---------- Entries
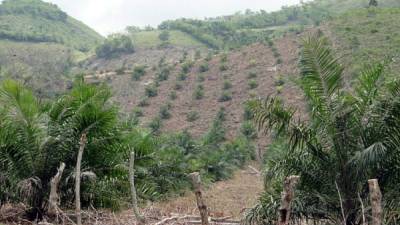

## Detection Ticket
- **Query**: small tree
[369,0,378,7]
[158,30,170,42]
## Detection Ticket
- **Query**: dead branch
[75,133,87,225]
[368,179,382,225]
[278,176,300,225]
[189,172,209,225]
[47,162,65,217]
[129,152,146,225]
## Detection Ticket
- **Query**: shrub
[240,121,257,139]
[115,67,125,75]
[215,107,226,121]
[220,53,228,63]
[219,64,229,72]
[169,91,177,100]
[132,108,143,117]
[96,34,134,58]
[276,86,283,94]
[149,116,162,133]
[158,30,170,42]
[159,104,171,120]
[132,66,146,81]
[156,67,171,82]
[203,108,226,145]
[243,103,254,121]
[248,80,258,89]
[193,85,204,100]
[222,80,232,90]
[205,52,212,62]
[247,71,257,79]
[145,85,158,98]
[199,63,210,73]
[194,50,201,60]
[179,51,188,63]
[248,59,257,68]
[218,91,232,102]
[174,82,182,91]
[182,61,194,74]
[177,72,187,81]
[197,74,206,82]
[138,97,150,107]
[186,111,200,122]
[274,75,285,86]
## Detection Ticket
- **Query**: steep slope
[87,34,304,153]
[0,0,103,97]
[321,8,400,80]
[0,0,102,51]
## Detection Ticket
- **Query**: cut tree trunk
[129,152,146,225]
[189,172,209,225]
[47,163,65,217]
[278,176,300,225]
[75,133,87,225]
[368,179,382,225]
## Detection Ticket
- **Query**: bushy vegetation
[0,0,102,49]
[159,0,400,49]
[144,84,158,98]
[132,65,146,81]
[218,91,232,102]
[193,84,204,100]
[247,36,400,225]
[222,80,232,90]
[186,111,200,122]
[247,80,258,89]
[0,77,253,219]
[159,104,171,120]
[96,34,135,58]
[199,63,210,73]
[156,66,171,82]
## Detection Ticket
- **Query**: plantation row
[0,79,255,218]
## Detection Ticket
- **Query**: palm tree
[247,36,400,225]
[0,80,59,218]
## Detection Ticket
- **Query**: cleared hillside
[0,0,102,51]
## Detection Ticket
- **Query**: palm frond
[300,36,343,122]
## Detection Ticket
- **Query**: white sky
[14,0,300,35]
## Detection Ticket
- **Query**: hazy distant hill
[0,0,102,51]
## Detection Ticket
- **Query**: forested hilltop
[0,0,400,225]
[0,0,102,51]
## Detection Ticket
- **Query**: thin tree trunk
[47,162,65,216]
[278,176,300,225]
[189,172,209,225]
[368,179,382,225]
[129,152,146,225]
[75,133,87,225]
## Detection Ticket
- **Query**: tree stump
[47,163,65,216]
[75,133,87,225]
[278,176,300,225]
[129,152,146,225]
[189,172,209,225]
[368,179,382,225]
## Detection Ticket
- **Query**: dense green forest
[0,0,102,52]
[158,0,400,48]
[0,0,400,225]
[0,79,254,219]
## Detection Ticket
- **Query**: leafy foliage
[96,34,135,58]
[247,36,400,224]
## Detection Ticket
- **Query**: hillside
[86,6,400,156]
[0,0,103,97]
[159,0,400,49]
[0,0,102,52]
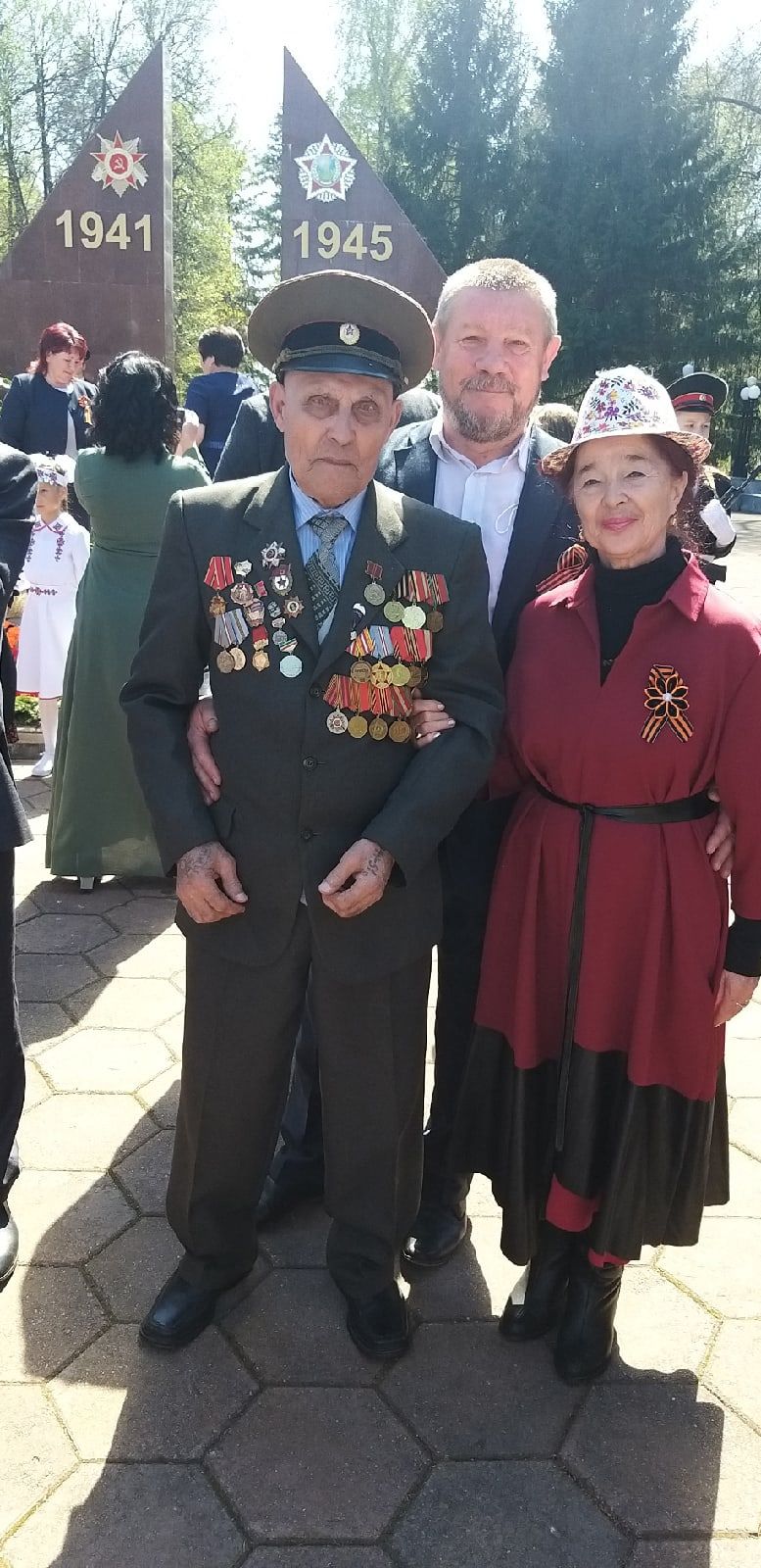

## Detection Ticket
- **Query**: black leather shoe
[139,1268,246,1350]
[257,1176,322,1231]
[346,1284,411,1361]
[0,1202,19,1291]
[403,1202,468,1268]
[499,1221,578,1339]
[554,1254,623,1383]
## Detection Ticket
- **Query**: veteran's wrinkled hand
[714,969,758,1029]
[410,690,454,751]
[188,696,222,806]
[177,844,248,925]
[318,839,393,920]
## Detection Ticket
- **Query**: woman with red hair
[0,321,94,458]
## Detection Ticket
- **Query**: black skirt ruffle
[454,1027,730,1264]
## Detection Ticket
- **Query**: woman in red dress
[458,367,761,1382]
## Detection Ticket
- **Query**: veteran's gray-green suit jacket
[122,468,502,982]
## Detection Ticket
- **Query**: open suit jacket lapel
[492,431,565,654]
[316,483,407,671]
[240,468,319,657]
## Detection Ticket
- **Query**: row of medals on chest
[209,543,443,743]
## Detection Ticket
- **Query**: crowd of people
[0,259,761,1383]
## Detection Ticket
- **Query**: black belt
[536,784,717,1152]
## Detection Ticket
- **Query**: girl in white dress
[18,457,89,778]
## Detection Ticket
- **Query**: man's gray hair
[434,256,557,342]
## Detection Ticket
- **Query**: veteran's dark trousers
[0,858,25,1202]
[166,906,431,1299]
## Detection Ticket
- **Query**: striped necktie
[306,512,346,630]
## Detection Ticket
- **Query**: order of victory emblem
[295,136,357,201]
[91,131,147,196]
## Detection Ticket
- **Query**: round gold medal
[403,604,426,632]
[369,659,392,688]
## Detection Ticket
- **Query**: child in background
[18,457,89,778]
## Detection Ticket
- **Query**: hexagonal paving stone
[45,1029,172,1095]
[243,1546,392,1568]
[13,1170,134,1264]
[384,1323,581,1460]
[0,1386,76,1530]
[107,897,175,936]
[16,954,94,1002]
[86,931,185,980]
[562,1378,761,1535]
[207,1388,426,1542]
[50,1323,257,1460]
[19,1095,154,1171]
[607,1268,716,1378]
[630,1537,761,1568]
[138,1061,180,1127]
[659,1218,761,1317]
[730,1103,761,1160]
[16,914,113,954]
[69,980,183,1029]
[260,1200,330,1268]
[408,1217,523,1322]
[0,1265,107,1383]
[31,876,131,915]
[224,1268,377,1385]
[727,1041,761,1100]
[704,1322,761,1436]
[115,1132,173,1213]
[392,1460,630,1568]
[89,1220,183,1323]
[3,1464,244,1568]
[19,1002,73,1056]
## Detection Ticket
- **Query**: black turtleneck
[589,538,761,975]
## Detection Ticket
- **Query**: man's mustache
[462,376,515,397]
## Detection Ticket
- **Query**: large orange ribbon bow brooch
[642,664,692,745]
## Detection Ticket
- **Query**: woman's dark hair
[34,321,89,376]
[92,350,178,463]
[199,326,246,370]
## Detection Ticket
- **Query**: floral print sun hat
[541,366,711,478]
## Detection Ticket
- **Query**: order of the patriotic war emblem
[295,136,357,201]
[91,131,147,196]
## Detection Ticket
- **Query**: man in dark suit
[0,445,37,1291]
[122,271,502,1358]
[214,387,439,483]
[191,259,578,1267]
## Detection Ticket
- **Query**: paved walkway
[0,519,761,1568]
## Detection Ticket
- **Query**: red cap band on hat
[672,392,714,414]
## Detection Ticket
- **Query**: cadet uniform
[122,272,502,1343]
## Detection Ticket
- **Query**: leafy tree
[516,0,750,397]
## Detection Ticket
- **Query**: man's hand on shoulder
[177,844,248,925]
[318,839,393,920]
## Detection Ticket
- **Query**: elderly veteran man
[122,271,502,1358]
--------------------
---------- Entries
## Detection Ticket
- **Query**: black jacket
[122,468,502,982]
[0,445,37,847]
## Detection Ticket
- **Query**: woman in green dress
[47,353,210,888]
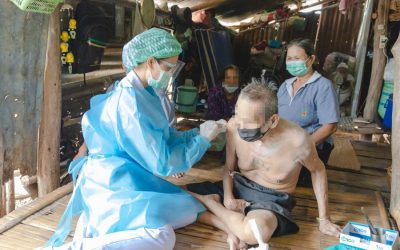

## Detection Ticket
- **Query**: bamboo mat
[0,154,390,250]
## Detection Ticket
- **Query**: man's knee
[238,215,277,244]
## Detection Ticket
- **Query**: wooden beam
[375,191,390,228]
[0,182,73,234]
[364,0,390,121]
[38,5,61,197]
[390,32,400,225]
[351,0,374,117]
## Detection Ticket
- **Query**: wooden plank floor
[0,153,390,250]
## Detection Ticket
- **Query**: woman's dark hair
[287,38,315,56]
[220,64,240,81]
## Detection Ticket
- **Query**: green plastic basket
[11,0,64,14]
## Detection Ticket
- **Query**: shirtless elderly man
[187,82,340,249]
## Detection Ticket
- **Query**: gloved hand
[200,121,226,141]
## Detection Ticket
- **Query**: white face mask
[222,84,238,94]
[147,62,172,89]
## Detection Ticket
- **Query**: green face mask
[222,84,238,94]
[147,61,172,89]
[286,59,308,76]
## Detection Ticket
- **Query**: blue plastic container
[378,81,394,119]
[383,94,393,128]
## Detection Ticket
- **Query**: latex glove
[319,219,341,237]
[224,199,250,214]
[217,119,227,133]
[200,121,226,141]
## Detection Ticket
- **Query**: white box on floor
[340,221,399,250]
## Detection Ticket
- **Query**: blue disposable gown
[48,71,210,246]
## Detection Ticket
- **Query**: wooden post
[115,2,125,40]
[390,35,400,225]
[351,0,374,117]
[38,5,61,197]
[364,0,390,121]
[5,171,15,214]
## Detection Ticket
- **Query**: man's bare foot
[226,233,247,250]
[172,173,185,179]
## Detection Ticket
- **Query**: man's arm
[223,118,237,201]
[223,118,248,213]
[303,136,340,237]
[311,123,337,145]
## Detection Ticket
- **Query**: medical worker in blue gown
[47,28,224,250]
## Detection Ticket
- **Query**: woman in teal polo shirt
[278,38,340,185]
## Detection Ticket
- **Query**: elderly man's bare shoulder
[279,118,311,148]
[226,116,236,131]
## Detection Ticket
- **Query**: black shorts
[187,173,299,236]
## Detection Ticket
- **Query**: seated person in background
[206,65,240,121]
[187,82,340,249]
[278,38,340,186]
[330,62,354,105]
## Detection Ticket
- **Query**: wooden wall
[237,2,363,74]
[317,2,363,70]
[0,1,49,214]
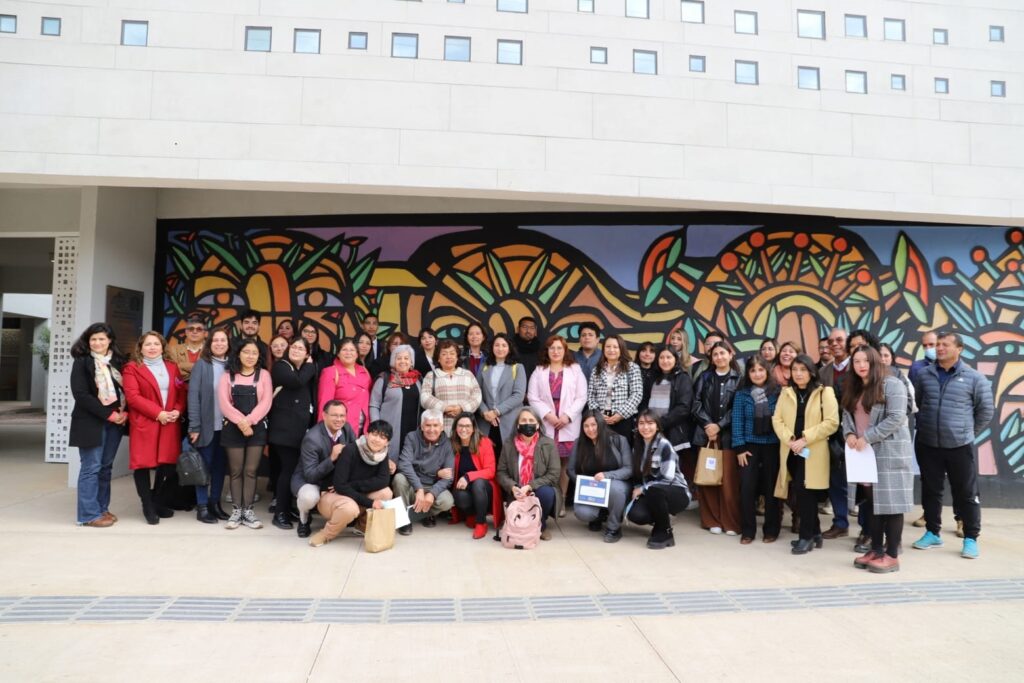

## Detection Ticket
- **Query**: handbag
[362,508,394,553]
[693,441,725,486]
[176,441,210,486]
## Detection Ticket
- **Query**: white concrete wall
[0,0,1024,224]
--------------------
---------- Entries
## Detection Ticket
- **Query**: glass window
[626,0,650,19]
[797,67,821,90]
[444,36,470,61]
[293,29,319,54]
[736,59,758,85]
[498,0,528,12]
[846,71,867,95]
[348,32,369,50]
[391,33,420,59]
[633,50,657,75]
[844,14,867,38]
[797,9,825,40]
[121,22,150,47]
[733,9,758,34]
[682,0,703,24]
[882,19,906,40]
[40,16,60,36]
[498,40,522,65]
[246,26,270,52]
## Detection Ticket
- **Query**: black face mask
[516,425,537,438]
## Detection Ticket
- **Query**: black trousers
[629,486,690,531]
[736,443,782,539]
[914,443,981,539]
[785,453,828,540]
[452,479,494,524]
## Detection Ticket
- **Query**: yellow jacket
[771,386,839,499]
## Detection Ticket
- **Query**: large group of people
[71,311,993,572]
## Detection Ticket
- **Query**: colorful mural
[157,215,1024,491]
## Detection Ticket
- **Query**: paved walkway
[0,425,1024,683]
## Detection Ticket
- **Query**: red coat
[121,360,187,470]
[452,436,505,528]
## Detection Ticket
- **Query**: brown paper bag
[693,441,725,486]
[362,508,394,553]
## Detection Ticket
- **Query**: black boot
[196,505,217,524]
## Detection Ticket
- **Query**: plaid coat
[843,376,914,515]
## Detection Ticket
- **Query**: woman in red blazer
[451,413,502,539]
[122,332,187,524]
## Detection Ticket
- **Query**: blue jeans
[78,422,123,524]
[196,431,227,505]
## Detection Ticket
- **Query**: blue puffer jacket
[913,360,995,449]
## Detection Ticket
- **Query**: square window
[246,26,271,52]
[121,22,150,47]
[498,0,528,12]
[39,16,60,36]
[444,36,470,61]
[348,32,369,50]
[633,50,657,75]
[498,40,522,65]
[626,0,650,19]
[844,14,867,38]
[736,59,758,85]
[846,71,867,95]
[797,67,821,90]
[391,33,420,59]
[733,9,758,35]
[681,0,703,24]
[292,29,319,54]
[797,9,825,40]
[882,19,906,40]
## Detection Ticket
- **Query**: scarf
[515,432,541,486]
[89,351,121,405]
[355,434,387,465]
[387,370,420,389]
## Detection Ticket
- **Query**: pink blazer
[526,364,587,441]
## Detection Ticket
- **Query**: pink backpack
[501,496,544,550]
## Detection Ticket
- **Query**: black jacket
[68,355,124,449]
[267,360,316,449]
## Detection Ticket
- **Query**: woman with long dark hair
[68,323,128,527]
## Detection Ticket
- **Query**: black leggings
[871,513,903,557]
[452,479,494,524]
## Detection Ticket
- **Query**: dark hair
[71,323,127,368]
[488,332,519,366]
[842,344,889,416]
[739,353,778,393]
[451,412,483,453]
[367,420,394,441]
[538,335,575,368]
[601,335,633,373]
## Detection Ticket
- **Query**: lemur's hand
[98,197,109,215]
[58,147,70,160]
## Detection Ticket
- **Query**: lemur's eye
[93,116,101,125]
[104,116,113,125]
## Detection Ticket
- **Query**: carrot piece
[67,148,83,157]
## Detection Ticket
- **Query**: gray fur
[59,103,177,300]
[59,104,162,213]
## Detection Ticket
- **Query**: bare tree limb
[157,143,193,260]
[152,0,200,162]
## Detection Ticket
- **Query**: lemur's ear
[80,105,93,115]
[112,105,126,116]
--------------------
Directive: Which lines in the records above contain the string "large"? Pull out each of them, matching case exactly.

Solution:
- **Query**: large orange ribbon bow brooch
- **Query**: large group of people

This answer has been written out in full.